--- Text excerpt ---
>>

Monday, August 30, 2010

Hot For Teacher Testing

When I decided to leave consulting and become a teacher (note to self: in a lifetime full of errors, bevues, and regrets, this had to be one of the real keepers...) Oregon, and the nation, were in the midst of the fervor for "high-stakes testing".

Part of this was the whole Bush "No Child Left Behind" thing, but a lot of it goes back to the "A Nation At Risk" kid-brain-missile-gap hysteria and the usual need for the usual suspects to Do Something About It, or at least to be visibly seen Doing Something.In our case we had an assessment at 8th Grade, and then another in 10th, called the CIM or "Certificate of Initial Mastery". The theory was that in 12th grade the kiddos would take a CAM or "Certificate of Advanced Mastery" - what my father and mother had taken in high school in New York state in the 1940s and had been called a Regent's Exam.

The idea was the same; to use the test to certify that the kids had learned their lessons, at least the ones the state felt they needed to learn.

<<

--- Recorded information ---
>>

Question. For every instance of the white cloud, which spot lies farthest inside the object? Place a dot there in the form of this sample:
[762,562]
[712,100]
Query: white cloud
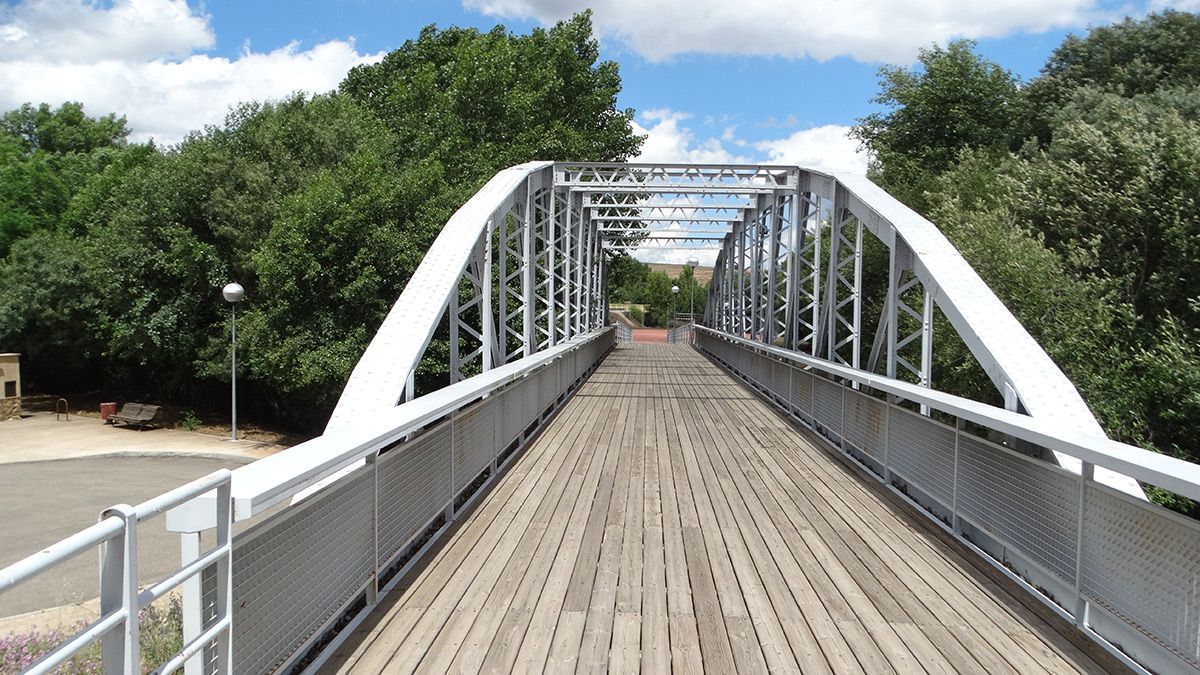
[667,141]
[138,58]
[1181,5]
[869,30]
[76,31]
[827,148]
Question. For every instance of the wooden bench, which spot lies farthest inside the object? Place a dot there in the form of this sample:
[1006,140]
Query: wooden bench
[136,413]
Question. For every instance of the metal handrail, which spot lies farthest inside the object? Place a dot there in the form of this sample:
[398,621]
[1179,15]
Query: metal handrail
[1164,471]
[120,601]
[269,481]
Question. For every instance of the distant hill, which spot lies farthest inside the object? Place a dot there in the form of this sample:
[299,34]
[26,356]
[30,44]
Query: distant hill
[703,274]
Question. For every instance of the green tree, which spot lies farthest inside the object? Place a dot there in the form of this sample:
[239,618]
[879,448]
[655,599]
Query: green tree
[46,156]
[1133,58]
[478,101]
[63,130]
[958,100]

<<
>>

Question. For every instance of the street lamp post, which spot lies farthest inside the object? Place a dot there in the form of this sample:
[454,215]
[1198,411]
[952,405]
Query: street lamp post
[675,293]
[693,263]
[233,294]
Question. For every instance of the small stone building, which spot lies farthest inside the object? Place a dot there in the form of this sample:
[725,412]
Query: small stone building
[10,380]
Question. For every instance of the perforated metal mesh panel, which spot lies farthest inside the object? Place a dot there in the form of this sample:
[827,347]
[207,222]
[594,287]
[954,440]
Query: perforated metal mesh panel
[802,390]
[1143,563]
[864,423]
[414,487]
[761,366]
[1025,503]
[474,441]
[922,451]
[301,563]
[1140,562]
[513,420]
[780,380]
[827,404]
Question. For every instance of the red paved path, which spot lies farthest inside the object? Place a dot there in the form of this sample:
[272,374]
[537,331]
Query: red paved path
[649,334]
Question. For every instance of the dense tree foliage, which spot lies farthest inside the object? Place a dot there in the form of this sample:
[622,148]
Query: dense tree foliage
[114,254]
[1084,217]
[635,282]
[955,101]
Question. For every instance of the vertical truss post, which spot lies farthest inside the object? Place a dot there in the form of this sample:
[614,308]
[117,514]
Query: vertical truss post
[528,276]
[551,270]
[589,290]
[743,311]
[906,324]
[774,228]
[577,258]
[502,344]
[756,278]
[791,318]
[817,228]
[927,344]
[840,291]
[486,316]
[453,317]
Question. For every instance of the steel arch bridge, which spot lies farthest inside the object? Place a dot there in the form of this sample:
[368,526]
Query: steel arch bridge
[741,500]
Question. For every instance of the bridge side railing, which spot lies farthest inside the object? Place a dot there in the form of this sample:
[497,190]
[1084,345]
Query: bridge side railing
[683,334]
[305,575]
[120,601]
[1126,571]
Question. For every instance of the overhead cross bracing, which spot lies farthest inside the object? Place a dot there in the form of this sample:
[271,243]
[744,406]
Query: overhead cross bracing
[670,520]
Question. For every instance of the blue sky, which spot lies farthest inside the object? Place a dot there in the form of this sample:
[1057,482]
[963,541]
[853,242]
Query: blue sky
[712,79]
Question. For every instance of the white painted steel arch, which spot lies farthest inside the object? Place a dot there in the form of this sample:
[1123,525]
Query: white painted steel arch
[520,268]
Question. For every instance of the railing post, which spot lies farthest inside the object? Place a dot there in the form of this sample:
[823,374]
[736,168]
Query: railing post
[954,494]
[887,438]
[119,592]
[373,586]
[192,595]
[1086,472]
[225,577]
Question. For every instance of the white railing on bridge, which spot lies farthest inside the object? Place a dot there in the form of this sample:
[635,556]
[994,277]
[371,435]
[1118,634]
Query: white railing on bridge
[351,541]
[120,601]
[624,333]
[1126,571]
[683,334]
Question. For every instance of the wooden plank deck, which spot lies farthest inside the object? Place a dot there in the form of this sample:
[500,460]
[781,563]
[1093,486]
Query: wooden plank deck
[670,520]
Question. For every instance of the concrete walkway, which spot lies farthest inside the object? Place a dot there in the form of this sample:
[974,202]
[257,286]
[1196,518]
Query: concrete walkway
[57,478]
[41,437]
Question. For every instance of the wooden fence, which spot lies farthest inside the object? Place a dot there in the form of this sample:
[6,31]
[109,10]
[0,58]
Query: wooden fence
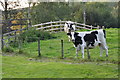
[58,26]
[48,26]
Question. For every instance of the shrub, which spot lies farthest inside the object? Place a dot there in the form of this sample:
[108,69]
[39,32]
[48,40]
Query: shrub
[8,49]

<<
>>

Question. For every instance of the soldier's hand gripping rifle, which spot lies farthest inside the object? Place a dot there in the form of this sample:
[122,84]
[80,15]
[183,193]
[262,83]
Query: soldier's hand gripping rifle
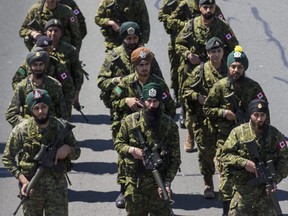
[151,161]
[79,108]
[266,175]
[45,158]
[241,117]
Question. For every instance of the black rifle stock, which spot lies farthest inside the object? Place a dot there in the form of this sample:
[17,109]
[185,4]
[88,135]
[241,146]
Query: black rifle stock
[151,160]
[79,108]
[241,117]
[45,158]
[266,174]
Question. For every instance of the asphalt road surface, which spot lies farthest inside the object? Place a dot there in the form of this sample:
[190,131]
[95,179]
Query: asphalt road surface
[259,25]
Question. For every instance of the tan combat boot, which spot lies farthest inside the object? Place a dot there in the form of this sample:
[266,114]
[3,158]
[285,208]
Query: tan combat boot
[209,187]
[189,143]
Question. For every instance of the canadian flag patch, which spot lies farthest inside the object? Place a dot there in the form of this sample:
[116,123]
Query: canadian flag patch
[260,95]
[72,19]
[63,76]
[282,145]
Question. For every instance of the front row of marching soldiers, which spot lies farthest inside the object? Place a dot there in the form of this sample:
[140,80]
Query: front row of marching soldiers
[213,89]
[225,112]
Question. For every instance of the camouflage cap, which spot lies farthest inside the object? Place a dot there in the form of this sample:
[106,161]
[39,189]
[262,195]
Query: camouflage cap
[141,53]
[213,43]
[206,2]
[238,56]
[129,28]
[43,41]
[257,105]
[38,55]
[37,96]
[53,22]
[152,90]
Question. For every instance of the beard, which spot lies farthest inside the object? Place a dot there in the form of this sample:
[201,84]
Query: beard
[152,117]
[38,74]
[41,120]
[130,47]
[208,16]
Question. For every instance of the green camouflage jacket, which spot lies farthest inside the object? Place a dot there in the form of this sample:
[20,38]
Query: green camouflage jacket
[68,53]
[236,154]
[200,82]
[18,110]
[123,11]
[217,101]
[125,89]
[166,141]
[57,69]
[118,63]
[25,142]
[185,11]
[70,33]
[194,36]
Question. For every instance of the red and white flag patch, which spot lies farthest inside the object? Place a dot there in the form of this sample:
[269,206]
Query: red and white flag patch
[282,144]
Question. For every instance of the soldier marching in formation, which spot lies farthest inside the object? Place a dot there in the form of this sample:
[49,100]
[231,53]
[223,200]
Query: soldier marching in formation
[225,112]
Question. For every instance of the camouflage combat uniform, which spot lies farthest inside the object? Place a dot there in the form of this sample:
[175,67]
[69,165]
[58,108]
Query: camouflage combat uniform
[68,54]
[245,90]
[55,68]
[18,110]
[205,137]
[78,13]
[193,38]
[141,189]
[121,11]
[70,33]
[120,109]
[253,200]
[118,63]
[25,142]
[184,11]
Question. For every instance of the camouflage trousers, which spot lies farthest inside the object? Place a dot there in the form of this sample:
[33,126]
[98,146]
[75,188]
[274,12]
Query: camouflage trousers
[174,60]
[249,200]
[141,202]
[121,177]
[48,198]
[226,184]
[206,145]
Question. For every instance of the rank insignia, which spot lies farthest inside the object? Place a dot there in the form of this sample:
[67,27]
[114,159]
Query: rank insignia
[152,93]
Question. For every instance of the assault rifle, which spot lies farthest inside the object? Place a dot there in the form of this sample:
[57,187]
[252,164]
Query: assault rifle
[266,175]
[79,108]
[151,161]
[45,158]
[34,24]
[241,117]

<<

--- Prompt A ---
List the names of the tests or certificates mentioned in the blog post about teacher testing.
--- Prompt B ---
According to the blog post about teacher testing, where and when did the writer's parents take their high school exam?
--- Prompt C ---
From the blog post about teacher testing, write out the passage starting at "Monday, August 30, 2010" and ending at "a Regent's Exam.".

--- Expected output A ---
Certificate of Initial Mastery (CIM)
Certificate of Advanced Mastery (CAM)
Regent's Exam

--- Expected output B ---
In New York state in the 1940s.

--- Expected output C ---
Monday, August 30, 2010

Hot For Teacher Testing

When I decided to leave consulting and become a teacher (note to self: in a lifetime full of errors, bevues, and regrets, this had to be one of the real keepers...) Oregon, and the nation, were in the midst of the fervor for "high-stakes testing".

Part of this was the whole Bush "No Child Left Behind" thing, but a lot of it goes back to the "A Nation At Risk" kid-brain-missile-gap hysteria and the usual need for the usual suspects to Do Something About It, or at least to be visibly seen Doing Something.In our case we had an assessment at 8th Grade, and then another in 10th, called the CIM or "Certificate of Initial Mastery". The theory was that in 12th grade the kiddos would take a CAM or "Certificate of Advanced Mastery" - what my father and mother had taken in high school in New York state in the 1940s and had been called a Regent's Exam.